**Task instructions**: Rewrite all of the material below as a JSON list of strings, with one string for each line and no strings for blank lines.

**The records**:
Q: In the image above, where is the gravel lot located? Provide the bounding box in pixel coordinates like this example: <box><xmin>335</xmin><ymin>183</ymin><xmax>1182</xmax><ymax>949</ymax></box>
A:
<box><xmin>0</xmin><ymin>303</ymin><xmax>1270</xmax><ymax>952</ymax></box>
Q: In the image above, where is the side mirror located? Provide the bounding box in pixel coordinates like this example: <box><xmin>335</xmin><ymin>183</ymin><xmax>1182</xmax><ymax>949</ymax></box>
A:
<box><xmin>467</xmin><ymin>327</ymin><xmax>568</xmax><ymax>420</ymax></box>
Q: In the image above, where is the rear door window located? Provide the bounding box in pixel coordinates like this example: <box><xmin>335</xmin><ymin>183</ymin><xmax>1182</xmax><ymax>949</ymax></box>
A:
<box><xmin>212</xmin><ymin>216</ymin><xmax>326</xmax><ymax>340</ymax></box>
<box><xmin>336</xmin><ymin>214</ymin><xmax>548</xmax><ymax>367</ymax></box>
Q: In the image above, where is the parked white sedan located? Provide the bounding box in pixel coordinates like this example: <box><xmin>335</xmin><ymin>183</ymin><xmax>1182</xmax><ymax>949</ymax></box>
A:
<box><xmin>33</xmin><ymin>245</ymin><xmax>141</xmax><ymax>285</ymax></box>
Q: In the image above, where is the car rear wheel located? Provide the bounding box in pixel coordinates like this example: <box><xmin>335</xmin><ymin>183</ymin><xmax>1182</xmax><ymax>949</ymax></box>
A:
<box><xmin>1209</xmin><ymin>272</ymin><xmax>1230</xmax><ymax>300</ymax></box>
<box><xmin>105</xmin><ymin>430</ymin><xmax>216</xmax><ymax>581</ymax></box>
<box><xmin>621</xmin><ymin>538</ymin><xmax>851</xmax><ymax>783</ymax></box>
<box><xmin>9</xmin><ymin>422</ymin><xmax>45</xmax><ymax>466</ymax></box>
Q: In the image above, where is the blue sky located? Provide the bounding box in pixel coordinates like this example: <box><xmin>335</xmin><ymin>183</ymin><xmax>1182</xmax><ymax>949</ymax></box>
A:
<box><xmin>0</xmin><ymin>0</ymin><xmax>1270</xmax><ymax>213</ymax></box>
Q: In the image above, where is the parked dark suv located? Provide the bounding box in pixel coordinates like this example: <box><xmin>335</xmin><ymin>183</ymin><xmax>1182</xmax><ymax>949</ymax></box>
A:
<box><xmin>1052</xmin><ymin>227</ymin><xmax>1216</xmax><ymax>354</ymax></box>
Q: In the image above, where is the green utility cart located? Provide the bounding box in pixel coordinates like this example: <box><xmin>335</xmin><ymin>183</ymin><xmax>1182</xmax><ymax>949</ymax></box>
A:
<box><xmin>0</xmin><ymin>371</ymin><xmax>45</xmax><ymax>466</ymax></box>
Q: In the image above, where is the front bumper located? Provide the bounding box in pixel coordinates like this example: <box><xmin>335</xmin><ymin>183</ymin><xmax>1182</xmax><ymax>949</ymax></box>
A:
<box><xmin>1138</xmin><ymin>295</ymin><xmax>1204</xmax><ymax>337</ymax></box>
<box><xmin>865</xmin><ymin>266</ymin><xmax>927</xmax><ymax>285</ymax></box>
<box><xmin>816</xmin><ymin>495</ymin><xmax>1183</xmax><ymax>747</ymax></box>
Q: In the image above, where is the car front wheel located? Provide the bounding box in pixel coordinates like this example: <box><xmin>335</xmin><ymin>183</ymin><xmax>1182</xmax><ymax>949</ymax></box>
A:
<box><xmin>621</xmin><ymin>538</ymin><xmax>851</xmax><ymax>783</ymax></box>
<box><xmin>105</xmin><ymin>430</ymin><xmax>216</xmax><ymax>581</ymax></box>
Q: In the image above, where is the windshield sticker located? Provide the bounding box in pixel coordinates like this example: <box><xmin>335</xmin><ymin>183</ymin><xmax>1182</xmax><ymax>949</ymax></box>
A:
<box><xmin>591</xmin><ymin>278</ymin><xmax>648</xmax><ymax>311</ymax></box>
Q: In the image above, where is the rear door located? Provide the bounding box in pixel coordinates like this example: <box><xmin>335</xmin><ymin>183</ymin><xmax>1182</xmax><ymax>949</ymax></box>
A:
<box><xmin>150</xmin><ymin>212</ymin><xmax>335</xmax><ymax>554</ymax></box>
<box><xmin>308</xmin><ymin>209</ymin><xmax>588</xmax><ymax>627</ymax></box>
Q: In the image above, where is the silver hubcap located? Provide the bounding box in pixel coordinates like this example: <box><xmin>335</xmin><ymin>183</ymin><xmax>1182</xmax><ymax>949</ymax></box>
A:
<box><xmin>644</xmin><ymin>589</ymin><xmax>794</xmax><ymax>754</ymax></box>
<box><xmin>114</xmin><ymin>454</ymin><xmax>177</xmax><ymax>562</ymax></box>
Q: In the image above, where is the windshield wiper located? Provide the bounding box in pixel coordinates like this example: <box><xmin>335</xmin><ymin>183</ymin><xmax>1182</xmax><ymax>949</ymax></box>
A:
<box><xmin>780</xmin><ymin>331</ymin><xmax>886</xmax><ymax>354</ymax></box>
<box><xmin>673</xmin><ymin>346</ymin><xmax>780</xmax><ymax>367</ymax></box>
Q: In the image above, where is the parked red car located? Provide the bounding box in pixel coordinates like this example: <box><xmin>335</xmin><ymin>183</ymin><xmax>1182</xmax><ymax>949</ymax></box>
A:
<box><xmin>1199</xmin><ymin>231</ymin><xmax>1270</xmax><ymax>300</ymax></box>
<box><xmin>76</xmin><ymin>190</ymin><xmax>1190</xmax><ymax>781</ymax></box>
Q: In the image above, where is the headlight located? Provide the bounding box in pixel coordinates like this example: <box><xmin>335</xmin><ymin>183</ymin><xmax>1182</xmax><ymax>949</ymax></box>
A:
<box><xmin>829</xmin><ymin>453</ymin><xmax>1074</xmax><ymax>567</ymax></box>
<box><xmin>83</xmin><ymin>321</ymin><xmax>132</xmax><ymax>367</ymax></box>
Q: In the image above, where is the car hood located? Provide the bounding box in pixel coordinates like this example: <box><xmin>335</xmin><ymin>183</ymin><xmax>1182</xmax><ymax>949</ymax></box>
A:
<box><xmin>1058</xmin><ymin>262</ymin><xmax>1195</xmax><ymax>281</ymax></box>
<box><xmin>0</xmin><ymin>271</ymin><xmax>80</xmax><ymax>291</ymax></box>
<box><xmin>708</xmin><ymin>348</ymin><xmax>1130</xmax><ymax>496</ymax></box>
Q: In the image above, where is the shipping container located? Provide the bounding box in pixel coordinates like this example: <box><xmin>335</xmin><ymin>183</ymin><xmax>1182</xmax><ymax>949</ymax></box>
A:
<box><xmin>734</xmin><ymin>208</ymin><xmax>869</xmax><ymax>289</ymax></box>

**Answer to the exercise**:
[
  "Q: In the image above, where is the gravel lot located? Provide the bounding box in pixel coordinates like this example: <box><xmin>335</xmin><ymin>183</ymin><xmax>1182</xmax><ymax>949</ymax></box>",
  "A:",
  "<box><xmin>0</xmin><ymin>303</ymin><xmax>1270</xmax><ymax>952</ymax></box>",
  "Q: In the image above, where is the side mirror located? Provide the bounding box in pixel coordinates like this example: <box><xmin>335</xmin><ymin>183</ymin><xmax>1182</xmax><ymax>949</ymax></box>",
  "A:",
  "<box><xmin>467</xmin><ymin>327</ymin><xmax>568</xmax><ymax>420</ymax></box>",
  "Q: In the image above, where is the rear door window located? Provide the bounding box in pixel coordinates like this example: <box><xmin>335</xmin><ymin>183</ymin><xmax>1182</xmax><ymax>949</ymax></box>",
  "A:",
  "<box><xmin>212</xmin><ymin>216</ymin><xmax>326</xmax><ymax>340</ymax></box>",
  "<box><xmin>336</xmin><ymin>214</ymin><xmax>548</xmax><ymax>367</ymax></box>",
  "Q: In the image above, where is the parked white sedan located? Provide the bounding box in pixel coordinates like this example: <box><xmin>335</xmin><ymin>183</ymin><xmax>1182</xmax><ymax>949</ymax></box>",
  "A:",
  "<box><xmin>33</xmin><ymin>245</ymin><xmax>141</xmax><ymax>285</ymax></box>",
  "Q: In the image above, where is the car rear wheel located? Provide the bounding box in pixel coordinates like this example: <box><xmin>335</xmin><ymin>183</ymin><xmax>1182</xmax><ymax>949</ymax></box>",
  "A:",
  "<box><xmin>1209</xmin><ymin>272</ymin><xmax>1230</xmax><ymax>300</ymax></box>",
  "<box><xmin>105</xmin><ymin>430</ymin><xmax>216</xmax><ymax>581</ymax></box>",
  "<box><xmin>621</xmin><ymin>538</ymin><xmax>851</xmax><ymax>783</ymax></box>",
  "<box><xmin>9</xmin><ymin>422</ymin><xmax>45</xmax><ymax>466</ymax></box>",
  "Q: In the image above, where is the blue sky located? Provide the bounding box in pixel coordinates like this example: <box><xmin>335</xmin><ymin>183</ymin><xmax>1182</xmax><ymax>949</ymax></box>",
  "A:",
  "<box><xmin>0</xmin><ymin>0</ymin><xmax>1270</xmax><ymax>213</ymax></box>",
  "Q: In the image above, where is the parked dark suv located? Provide the bounding box in pixel coordinates like this example: <box><xmin>335</xmin><ymin>183</ymin><xmax>1182</xmax><ymax>949</ymax></box>",
  "A:",
  "<box><xmin>1052</xmin><ymin>227</ymin><xmax>1216</xmax><ymax>354</ymax></box>",
  "Q: In the image above, where is the green utility cart located? Provide the bounding box in pixel coordinates like this example: <box><xmin>335</xmin><ymin>183</ymin><xmax>1182</xmax><ymax>949</ymax></box>",
  "A:",
  "<box><xmin>0</xmin><ymin>371</ymin><xmax>45</xmax><ymax>466</ymax></box>",
  "Q: In the image above, where is the front bumper located? Provide the bounding box in pixel coordinates like this example: <box><xmin>335</xmin><ymin>183</ymin><xmax>1182</xmax><ymax>949</ymax></box>",
  "A:",
  "<box><xmin>1138</xmin><ymin>295</ymin><xmax>1204</xmax><ymax>337</ymax></box>",
  "<box><xmin>865</xmin><ymin>266</ymin><xmax>927</xmax><ymax>285</ymax></box>",
  "<box><xmin>816</xmin><ymin>495</ymin><xmax>1183</xmax><ymax>747</ymax></box>",
  "Q: In the image above, where is the car front wheel located? Provide the bounding box in pixel coordinates like this example: <box><xmin>335</xmin><ymin>183</ymin><xmax>1182</xmax><ymax>949</ymax></box>",
  "A:",
  "<box><xmin>621</xmin><ymin>538</ymin><xmax>851</xmax><ymax>783</ymax></box>",
  "<box><xmin>105</xmin><ymin>430</ymin><xmax>216</xmax><ymax>581</ymax></box>",
  "Q: In the image above, where is the windshield sticker located? Provide the bounding box in pixel coordinates like this example: <box><xmin>335</xmin><ymin>183</ymin><xmax>1182</xmax><ymax>949</ymax></box>",
  "A:",
  "<box><xmin>591</xmin><ymin>278</ymin><xmax>648</xmax><ymax>311</ymax></box>",
  "Q: In the image above, where is the rear door located? Provide the bounding box in pixel coordinates like this example: <box><xmin>335</xmin><ymin>183</ymin><xmax>1182</xmax><ymax>949</ymax></box>",
  "A:",
  "<box><xmin>150</xmin><ymin>212</ymin><xmax>335</xmax><ymax>554</ymax></box>",
  "<box><xmin>308</xmin><ymin>209</ymin><xmax>588</xmax><ymax>627</ymax></box>",
  "Q: In the image above, where is the silver hubcap located? Provide the bounding box in pixel coordinates like this example: <box><xmin>335</xmin><ymin>183</ymin><xmax>1182</xmax><ymax>949</ymax></box>",
  "A:",
  "<box><xmin>644</xmin><ymin>589</ymin><xmax>794</xmax><ymax>754</ymax></box>",
  "<box><xmin>114</xmin><ymin>454</ymin><xmax>177</xmax><ymax>562</ymax></box>",
  "Q: In the image above, where is the windshield wiper located? Provide the bounding box in pixel coordinates like this example: <box><xmin>335</xmin><ymin>183</ymin><xmax>1182</xmax><ymax>949</ymax></box>",
  "A:",
  "<box><xmin>780</xmin><ymin>331</ymin><xmax>886</xmax><ymax>354</ymax></box>",
  "<box><xmin>673</xmin><ymin>346</ymin><xmax>780</xmax><ymax>367</ymax></box>",
  "Q: In the image above, where is the parked red car located? Provide the bounding box in pixel coordinates like this example: <box><xmin>335</xmin><ymin>183</ymin><xmax>1182</xmax><ymax>949</ymax></box>",
  "A:",
  "<box><xmin>1199</xmin><ymin>231</ymin><xmax>1270</xmax><ymax>300</ymax></box>",
  "<box><xmin>76</xmin><ymin>190</ymin><xmax>1190</xmax><ymax>781</ymax></box>",
  "Q: In the image above, where is the headlight located? Provide the bounding box in pixel coordinates like this example: <box><xmin>335</xmin><ymin>183</ymin><xmax>1182</xmax><ymax>949</ymax></box>",
  "A:",
  "<box><xmin>829</xmin><ymin>453</ymin><xmax>1074</xmax><ymax>567</ymax></box>",
  "<box><xmin>83</xmin><ymin>321</ymin><xmax>132</xmax><ymax>367</ymax></box>",
  "Q: In the image above, where is the car hood located? Provide the bounding box in pixel coordinates like this example: <box><xmin>335</xmin><ymin>183</ymin><xmax>1182</xmax><ymax>949</ymax></box>",
  "A:",
  "<box><xmin>1058</xmin><ymin>262</ymin><xmax>1195</xmax><ymax>281</ymax></box>",
  "<box><xmin>0</xmin><ymin>271</ymin><xmax>80</xmax><ymax>291</ymax></box>",
  "<box><xmin>708</xmin><ymin>348</ymin><xmax>1130</xmax><ymax>496</ymax></box>",
  "Q: In the image above, where is the shipping container located? Provide the bounding box in pixel coordinates like this example: <box><xmin>335</xmin><ymin>183</ymin><xmax>1182</xmax><ymax>949</ymax></box>",
  "A:",
  "<box><xmin>734</xmin><ymin>208</ymin><xmax>869</xmax><ymax>289</ymax></box>"
]